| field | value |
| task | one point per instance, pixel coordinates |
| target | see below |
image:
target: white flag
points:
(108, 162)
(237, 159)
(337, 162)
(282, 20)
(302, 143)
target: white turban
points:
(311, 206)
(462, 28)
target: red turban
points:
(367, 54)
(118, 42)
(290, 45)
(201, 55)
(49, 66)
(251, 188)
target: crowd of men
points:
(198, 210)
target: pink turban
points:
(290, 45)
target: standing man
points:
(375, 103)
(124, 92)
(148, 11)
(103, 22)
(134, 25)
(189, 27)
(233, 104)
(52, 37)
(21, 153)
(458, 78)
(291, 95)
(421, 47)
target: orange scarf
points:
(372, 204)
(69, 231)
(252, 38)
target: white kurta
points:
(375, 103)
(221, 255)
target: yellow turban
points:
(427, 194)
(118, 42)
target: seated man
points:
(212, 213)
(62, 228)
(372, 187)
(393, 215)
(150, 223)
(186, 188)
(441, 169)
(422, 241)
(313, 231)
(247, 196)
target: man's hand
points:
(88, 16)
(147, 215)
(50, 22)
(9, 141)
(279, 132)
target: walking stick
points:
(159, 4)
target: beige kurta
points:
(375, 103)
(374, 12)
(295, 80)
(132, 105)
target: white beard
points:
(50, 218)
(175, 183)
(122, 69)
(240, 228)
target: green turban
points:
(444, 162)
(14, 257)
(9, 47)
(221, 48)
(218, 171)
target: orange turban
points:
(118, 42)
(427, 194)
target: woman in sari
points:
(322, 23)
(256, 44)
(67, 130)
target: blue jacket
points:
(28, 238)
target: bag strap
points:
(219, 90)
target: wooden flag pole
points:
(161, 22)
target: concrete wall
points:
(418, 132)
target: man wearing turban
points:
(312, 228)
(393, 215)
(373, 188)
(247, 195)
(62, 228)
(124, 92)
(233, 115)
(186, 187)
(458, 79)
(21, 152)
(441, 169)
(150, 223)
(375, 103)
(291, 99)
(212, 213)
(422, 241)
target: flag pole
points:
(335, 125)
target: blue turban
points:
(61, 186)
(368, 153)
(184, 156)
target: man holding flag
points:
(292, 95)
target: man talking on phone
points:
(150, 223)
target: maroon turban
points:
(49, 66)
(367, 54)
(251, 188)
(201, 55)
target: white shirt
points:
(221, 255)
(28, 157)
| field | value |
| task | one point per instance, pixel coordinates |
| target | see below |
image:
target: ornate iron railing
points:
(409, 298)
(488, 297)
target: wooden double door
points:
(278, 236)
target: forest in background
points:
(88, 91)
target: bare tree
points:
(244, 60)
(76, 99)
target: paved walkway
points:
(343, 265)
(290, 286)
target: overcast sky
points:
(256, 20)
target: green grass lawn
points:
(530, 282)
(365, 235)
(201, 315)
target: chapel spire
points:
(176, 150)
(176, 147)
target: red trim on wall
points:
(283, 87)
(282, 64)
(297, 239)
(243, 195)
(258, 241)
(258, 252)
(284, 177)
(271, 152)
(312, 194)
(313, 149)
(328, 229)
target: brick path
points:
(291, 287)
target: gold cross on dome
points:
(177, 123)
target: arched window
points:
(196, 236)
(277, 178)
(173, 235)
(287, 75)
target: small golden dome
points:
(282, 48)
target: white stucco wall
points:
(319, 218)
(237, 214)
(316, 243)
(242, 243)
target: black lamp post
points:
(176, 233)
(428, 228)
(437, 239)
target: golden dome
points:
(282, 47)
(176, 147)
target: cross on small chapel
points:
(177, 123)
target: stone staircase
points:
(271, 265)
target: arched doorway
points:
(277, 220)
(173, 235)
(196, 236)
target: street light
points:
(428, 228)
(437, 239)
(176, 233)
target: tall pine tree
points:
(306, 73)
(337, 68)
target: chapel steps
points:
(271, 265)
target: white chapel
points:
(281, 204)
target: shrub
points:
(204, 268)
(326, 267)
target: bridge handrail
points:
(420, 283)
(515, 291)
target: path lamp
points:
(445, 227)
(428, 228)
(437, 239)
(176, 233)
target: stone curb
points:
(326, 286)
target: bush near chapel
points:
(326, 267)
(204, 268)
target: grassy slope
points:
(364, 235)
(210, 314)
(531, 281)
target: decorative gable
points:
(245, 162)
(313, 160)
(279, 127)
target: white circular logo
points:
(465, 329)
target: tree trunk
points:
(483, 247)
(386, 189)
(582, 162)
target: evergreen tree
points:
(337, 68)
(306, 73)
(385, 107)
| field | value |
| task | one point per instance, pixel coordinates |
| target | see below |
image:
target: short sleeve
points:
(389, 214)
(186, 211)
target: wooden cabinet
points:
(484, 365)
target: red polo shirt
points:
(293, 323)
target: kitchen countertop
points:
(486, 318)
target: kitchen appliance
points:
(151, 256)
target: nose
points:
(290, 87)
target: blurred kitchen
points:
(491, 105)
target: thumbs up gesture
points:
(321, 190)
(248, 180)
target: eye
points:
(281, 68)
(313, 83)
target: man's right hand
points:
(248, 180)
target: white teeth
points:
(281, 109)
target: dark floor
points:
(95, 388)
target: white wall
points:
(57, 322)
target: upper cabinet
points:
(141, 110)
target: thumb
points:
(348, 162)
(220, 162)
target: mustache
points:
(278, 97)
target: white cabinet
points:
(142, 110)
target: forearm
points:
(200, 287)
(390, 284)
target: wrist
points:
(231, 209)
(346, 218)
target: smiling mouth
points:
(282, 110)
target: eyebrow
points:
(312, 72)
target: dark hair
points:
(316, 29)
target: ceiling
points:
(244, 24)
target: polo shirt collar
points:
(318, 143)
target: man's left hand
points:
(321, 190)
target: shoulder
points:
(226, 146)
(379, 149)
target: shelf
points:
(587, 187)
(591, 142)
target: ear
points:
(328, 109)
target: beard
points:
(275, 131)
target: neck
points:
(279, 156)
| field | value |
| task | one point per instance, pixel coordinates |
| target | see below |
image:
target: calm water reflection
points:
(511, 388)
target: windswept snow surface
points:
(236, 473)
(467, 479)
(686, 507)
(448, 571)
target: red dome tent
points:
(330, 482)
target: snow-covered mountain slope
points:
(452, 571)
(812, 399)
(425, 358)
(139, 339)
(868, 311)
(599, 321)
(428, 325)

## Exercise details
Copy the data exactly, from the line containing "target: wrist" through the end of the data.

## The output
target: wrist
points:
(231, 209)
(346, 218)
target: smiling mouth
points:
(282, 110)
target: eyebrow
points:
(312, 72)
target: dark hair
points:
(316, 29)
target: ceiling
points:
(244, 24)
target: polo shirt collar
points:
(318, 143)
target: man's left hand
points:
(321, 190)
target: shoulder
points:
(226, 146)
(379, 149)
target: shelf
points:
(587, 187)
(591, 142)
target: ear
points:
(328, 109)
target: beard
points:
(275, 131)
target: neck
points:
(279, 156)
| field | value |
| task | one point per instance, pixel coordinates |
| target | see below |
image:
target: calm water reflection
points:
(511, 388)
target: windswept snow surface
points:
(236, 473)
(467, 479)
(686, 507)
(448, 571)
target: red dome tent
points:
(330, 482)
target: snow-covered mountain slope
points:
(452, 571)
(812, 399)
(425, 358)
(139, 339)
(868, 311)
(599, 321)
(428, 325)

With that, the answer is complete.